=== DATA SUPPLIED ===
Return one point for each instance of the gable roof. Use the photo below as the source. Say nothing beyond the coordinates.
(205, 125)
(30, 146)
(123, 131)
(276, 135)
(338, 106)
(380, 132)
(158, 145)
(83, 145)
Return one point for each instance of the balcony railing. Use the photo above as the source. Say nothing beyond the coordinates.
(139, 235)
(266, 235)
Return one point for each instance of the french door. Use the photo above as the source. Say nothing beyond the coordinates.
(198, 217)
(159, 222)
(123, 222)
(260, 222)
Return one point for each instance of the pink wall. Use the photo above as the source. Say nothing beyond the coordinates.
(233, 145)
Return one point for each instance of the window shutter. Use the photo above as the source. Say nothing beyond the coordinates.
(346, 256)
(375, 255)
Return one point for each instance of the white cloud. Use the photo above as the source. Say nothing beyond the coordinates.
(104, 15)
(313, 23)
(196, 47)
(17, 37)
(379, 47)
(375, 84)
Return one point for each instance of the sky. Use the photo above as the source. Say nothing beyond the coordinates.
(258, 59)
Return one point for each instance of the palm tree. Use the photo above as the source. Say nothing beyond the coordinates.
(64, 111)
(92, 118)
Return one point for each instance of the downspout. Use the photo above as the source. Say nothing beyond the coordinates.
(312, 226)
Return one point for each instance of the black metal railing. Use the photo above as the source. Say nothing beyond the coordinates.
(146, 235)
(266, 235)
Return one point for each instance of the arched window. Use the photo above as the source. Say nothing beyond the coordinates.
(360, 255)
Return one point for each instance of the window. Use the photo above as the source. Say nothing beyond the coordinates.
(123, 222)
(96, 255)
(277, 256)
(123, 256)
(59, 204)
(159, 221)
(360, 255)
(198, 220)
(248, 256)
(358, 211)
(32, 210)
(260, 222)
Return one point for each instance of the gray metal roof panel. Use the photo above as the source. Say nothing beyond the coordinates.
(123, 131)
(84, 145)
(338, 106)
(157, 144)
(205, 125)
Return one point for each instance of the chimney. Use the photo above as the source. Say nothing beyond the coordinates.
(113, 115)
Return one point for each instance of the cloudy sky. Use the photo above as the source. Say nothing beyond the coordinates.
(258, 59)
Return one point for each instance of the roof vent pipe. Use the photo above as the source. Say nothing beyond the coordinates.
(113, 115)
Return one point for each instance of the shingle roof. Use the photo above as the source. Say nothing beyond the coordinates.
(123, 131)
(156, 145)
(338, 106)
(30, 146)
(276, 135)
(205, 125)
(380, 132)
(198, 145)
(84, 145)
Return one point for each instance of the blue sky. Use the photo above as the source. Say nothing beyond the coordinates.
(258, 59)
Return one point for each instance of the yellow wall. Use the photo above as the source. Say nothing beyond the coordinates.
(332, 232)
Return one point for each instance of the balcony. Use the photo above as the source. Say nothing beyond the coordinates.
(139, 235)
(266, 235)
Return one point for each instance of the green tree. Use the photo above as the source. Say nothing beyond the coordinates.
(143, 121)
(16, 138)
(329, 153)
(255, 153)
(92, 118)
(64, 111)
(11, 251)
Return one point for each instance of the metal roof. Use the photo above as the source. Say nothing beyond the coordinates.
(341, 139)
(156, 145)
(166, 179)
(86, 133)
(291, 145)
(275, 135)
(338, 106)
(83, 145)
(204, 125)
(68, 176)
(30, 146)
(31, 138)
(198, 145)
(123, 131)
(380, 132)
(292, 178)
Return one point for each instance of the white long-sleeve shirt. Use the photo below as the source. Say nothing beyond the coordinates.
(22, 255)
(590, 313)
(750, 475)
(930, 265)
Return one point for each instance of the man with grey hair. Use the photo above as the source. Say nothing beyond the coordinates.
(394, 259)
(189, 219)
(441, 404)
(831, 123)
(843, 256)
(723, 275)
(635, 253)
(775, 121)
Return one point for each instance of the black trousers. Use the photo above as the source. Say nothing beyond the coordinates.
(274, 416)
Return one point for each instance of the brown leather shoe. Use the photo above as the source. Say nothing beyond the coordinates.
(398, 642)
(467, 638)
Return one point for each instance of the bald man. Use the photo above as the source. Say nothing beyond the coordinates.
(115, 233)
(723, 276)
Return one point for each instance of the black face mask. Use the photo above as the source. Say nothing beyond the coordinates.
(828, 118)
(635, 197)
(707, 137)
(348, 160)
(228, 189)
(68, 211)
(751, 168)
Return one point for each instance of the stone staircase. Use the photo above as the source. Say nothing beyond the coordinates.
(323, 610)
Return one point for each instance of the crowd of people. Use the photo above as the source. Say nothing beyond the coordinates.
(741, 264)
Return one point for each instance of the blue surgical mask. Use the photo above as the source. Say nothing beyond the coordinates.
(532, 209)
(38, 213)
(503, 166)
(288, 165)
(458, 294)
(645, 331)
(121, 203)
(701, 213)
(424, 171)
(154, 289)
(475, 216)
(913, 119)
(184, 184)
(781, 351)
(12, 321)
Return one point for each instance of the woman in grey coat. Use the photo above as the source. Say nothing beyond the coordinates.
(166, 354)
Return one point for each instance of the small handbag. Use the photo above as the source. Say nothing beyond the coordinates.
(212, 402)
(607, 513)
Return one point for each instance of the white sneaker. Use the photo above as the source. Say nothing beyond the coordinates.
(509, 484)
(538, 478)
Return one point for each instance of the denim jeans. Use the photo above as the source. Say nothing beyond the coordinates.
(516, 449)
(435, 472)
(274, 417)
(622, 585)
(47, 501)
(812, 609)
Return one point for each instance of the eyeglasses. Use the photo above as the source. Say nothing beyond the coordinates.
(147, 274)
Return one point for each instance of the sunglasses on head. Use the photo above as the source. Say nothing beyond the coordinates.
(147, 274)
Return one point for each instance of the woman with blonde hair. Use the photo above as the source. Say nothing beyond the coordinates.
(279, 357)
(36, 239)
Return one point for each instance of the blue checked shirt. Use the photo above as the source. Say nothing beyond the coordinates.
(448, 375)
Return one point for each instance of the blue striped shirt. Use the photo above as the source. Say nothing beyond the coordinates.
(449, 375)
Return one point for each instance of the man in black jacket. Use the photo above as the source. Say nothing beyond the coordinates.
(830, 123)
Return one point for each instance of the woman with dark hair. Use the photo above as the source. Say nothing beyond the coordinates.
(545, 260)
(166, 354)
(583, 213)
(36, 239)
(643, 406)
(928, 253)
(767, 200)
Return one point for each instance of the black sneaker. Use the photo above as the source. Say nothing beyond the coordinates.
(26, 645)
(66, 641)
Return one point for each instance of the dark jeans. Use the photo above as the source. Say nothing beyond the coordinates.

=== PROBLEM TO SOLVE ===
From the line that contains "Return one point for each instance of the woman with blonde" to the last line of the material above, repeat every line exactly, keeping both the first and the last.

=== EXERCISE SOLUTION ===
Return one point for each instance of the woman with blonde hair. Use the photo above as the source. Say nothing beyond the coordinates.
(279, 357)
(36, 239)
Return one point for each instance of the blue checked shirt. Use the photo above as the source. Say nothing beyond the coordinates.
(448, 375)
Return one point for each instance of the blue striped shirt. Use the photo above as the source. Say nothing beyond the coordinates.
(449, 375)
Return one point for each instance of the man in black jacket. Use the photo above as the source. Say nothing beyond the coordinates.
(830, 123)
Return one point for each instance of the woman with dark hair. Use the photo above as the source. Say nothing beyond the coordinates.
(545, 260)
(166, 354)
(583, 213)
(36, 239)
(643, 406)
(928, 253)
(767, 200)
Return one point for each instance of the black sneaker. Use the photo above as the source. Say nothing beyond the coordinates.
(26, 645)
(66, 641)
Return one point for each instance of the dark jeans. Use the photo above as the source. Say nothing beyond the coordinates.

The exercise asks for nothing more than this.